**Given data**

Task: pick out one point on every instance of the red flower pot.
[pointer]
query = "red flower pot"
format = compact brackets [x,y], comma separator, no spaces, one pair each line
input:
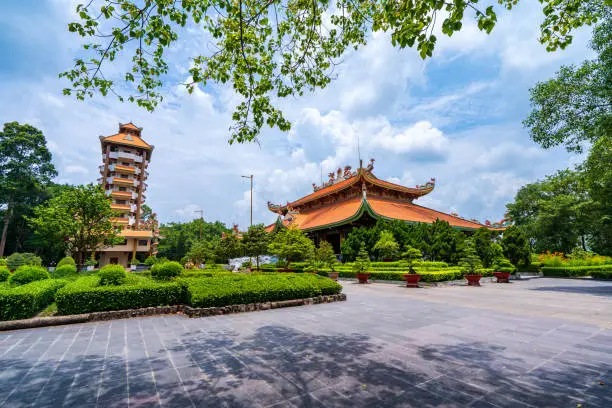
[502,277]
[412,280]
[473,280]
[363,277]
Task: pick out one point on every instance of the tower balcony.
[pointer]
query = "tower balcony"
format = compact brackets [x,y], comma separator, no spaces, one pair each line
[123,208]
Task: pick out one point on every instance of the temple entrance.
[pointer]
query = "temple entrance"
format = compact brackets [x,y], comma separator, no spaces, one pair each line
[334,240]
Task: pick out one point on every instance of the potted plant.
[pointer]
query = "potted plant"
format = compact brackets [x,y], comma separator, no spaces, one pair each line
[362,265]
[411,256]
[470,265]
[503,268]
[91,264]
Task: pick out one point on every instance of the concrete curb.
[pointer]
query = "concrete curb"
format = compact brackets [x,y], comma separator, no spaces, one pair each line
[187,311]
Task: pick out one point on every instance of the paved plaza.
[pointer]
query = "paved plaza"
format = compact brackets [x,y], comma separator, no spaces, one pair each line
[538,342]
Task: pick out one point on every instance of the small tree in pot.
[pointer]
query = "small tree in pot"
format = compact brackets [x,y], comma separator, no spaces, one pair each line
[470,265]
[412,255]
[362,265]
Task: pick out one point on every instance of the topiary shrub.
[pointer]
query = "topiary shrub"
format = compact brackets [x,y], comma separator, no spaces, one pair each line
[68,260]
[111,275]
[64,270]
[4,273]
[27,273]
[166,270]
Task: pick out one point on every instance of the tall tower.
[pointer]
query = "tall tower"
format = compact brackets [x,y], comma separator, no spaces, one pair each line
[125,158]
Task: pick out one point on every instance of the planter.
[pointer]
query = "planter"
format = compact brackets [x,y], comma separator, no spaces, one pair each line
[363,277]
[502,277]
[473,280]
[412,280]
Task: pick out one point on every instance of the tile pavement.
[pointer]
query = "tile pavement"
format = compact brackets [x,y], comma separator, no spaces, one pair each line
[536,343]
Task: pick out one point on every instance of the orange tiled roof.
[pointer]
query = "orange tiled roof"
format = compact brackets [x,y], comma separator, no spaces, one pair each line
[128,140]
[416,213]
[136,234]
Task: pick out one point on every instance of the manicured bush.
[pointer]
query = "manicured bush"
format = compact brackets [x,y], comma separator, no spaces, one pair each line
[87,295]
[254,288]
[25,301]
[4,273]
[574,271]
[16,259]
[166,270]
[26,274]
[68,260]
[64,270]
[111,275]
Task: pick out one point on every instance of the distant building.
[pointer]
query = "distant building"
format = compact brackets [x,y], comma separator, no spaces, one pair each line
[358,198]
[125,158]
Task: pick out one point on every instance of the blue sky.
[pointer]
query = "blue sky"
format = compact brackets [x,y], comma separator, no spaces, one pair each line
[456,117]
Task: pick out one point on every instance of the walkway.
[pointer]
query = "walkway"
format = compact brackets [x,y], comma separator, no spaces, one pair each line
[540,343]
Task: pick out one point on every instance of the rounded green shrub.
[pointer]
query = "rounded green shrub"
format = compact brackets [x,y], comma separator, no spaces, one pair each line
[111,275]
[166,270]
[4,273]
[64,270]
[66,261]
[29,273]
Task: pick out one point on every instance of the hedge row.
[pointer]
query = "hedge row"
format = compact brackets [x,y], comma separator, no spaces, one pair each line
[86,295]
[244,289]
[575,271]
[25,301]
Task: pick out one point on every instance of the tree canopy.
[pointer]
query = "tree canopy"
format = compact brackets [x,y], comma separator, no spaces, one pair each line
[271,49]
[575,107]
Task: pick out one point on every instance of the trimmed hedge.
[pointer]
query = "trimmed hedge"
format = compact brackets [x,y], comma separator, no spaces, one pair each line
[5,274]
[112,275]
[254,288]
[25,301]
[166,270]
[574,271]
[26,274]
[86,295]
[66,261]
[64,270]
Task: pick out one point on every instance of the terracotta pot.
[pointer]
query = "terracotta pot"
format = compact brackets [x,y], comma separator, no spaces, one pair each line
[412,280]
[502,277]
[473,280]
[363,277]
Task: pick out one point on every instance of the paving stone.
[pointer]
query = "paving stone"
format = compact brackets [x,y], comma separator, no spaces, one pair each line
[386,346]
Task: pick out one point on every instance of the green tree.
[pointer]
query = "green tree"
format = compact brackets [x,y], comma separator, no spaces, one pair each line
[325,255]
[575,106]
[268,50]
[362,262]
[515,246]
[412,255]
[386,245]
[200,252]
[256,241]
[483,242]
[25,169]
[291,244]
[78,220]
[470,261]
[598,181]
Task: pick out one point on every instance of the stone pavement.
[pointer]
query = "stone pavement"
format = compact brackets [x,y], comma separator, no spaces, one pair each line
[538,343]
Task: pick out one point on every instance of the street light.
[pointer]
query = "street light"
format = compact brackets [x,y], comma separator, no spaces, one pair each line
[251,178]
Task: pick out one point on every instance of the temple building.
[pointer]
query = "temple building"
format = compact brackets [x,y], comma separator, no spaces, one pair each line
[125,158]
[358,198]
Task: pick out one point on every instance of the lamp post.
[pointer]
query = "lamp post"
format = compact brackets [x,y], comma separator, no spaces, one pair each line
[201,212]
[251,178]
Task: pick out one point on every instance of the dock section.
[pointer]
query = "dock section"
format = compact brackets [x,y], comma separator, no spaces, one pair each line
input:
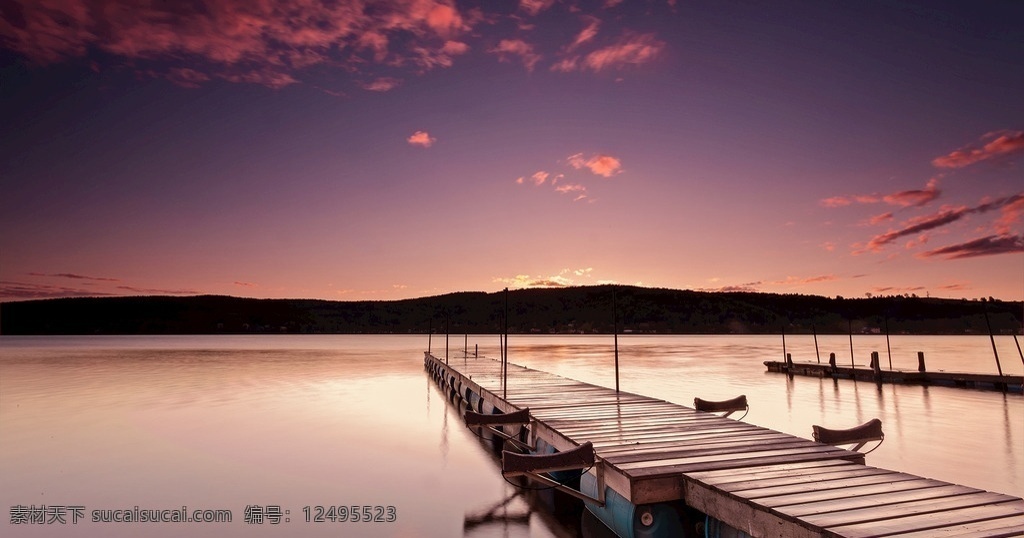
[665,459]
[1013,383]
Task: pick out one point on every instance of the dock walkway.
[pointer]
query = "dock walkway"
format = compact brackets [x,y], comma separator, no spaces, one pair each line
[764,483]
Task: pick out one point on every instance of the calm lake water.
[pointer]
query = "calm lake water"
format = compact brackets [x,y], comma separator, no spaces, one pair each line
[225,422]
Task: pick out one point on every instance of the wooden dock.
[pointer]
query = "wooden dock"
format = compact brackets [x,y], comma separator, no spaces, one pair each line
[1013,383]
[761,482]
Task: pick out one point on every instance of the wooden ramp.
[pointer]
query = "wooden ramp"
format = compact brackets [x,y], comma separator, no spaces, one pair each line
[762,482]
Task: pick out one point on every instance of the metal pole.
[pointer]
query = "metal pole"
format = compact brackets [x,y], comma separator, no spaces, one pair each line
[890,349]
[991,337]
[816,353]
[614,330]
[505,378]
[783,344]
[852,365]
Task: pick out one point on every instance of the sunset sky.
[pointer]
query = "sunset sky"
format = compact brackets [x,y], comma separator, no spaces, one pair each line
[382,150]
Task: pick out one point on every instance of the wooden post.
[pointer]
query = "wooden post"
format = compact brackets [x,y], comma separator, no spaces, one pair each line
[784,355]
[614,330]
[505,375]
[890,349]
[992,338]
[816,352]
[852,365]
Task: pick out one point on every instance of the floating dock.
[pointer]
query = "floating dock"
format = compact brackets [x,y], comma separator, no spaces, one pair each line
[669,469]
[1011,383]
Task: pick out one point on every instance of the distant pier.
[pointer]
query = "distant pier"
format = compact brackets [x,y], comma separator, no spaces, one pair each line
[659,468]
[1013,383]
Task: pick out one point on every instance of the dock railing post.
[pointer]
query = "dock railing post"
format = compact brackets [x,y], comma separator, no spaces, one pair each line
[992,338]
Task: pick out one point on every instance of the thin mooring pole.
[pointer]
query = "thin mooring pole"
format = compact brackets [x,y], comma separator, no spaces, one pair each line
[783,344]
[992,338]
[852,365]
[614,330]
[890,349]
[505,376]
[816,353]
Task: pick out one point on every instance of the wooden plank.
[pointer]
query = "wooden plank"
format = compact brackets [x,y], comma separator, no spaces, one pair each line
[926,522]
[900,509]
[783,500]
[870,500]
[724,478]
[998,528]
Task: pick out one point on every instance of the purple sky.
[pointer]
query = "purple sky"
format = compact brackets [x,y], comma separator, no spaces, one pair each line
[401,149]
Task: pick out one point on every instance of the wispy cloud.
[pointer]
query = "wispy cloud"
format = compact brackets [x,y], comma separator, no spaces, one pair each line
[510,49]
[266,42]
[74,276]
[564,278]
[986,246]
[600,164]
[991,145]
[630,50]
[534,7]
[911,198]
[10,290]
[382,84]
[943,217]
[421,138]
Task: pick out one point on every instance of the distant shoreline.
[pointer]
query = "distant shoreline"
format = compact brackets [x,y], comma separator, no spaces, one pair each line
[552,311]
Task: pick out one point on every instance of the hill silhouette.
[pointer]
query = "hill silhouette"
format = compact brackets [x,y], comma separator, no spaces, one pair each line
[586,309]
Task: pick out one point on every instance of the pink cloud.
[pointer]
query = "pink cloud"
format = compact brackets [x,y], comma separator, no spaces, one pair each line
[587,34]
[382,84]
[986,246]
[261,42]
[999,142]
[603,165]
[507,49]
[74,276]
[915,198]
[946,216]
[878,219]
[421,138]
[535,6]
[633,50]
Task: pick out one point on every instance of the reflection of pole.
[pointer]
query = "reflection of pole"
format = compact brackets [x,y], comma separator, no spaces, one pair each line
[991,337]
[614,330]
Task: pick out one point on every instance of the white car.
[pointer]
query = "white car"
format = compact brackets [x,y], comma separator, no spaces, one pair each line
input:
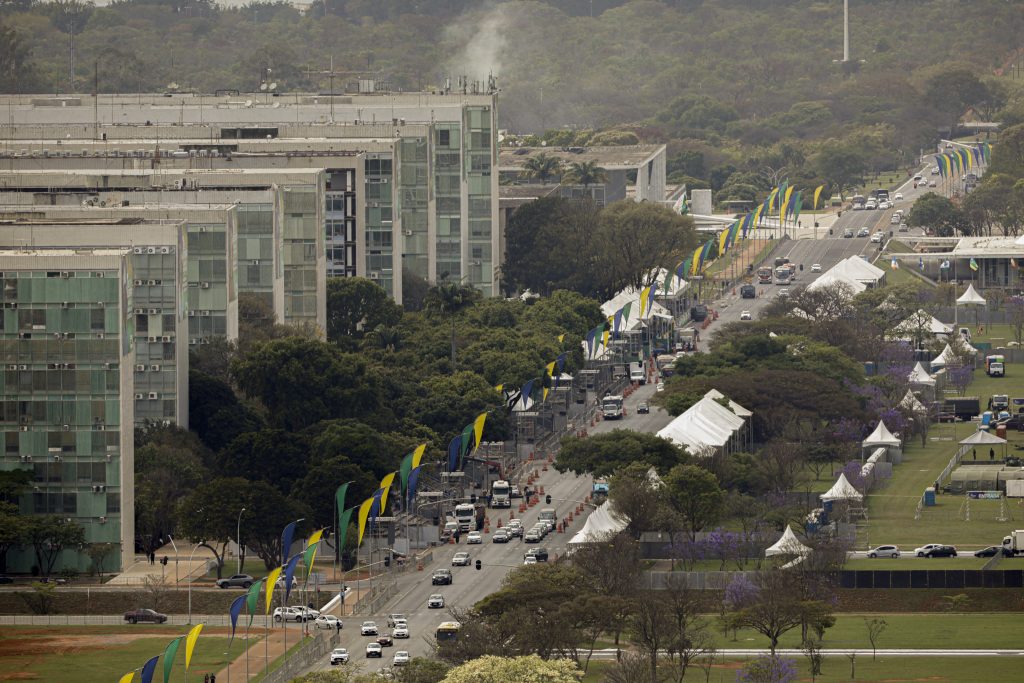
[329,622]
[924,550]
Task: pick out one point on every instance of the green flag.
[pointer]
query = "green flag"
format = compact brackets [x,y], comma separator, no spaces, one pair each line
[169,653]
[339,496]
[344,519]
[403,471]
[252,598]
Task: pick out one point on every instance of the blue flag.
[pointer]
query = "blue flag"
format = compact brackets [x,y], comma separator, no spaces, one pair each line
[286,541]
[289,573]
[147,670]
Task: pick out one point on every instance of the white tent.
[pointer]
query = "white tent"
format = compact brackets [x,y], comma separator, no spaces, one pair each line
[705,427]
[787,545]
[920,376]
[911,403]
[600,524]
[982,438]
[842,491]
[970,297]
[881,436]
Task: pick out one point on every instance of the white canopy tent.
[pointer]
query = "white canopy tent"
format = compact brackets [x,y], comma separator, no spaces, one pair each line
[602,523]
[911,403]
[842,491]
[920,376]
[787,545]
[881,436]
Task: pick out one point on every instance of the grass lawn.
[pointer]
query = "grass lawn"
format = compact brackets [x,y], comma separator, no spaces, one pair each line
[968,631]
[906,563]
[85,654]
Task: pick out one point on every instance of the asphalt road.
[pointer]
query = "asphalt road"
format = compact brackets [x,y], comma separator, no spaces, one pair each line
[811,246]
[469,585]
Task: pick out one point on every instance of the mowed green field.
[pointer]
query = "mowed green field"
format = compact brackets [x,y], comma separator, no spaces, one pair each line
[884,670]
[90,654]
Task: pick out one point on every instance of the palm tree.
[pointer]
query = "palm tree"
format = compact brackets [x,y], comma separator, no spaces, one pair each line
[542,167]
[448,298]
[586,173]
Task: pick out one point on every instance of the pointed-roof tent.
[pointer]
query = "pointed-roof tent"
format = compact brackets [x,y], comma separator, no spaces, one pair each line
[842,491]
[787,545]
[911,403]
[971,297]
[920,376]
[881,436]
[982,438]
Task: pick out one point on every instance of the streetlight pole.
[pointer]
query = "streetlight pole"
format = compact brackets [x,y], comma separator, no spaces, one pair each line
[171,538]
[190,555]
[238,539]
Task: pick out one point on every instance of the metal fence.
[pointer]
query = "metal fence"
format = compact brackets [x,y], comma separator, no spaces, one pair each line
[302,657]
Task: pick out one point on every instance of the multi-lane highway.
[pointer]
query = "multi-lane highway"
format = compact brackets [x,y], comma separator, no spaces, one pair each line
[469,585]
[823,246]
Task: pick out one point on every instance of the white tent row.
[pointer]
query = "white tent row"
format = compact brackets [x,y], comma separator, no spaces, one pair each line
[881,436]
[842,491]
[600,524]
[705,427]
[920,376]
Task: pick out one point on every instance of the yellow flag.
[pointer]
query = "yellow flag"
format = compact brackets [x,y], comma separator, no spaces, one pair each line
[271,582]
[418,454]
[817,194]
[364,512]
[478,428]
[190,643]
[386,485]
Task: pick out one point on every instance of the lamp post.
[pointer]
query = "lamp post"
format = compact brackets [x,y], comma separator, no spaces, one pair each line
[238,539]
[190,555]
[171,539]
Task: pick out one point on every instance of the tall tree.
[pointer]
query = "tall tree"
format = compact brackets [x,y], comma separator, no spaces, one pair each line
[446,299]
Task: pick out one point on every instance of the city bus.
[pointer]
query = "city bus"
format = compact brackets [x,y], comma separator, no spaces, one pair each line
[446,631]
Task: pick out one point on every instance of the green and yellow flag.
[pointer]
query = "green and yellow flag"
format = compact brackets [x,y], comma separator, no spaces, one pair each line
[190,643]
[271,582]
[386,486]
[361,516]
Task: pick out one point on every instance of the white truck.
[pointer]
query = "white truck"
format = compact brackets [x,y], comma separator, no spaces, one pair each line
[1014,544]
[611,408]
[501,495]
[636,372]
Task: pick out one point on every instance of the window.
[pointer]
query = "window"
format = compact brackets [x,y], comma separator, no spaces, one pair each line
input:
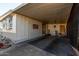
[35,26]
[7,23]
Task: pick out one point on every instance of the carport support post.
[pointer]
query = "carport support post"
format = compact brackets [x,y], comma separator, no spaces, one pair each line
[73,26]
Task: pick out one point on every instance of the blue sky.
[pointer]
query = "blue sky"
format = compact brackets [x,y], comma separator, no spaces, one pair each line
[4,7]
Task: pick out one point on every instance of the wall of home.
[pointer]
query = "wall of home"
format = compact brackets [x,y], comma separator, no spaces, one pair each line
[11,34]
[52,29]
[24,28]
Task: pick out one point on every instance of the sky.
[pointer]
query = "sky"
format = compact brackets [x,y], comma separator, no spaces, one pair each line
[4,7]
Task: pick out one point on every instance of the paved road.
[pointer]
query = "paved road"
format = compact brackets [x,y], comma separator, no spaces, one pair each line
[56,45]
[42,47]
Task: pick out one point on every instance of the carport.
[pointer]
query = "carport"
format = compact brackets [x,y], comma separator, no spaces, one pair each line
[52,13]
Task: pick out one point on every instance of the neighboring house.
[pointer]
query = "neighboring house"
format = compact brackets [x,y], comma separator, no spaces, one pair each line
[20,28]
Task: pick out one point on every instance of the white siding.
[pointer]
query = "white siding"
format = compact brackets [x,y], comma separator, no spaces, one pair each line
[11,33]
[25,28]
[34,33]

**Problem to solve**
How many lines in the records include "small"? Answer with the number alone.

**Answer to the exercise**
2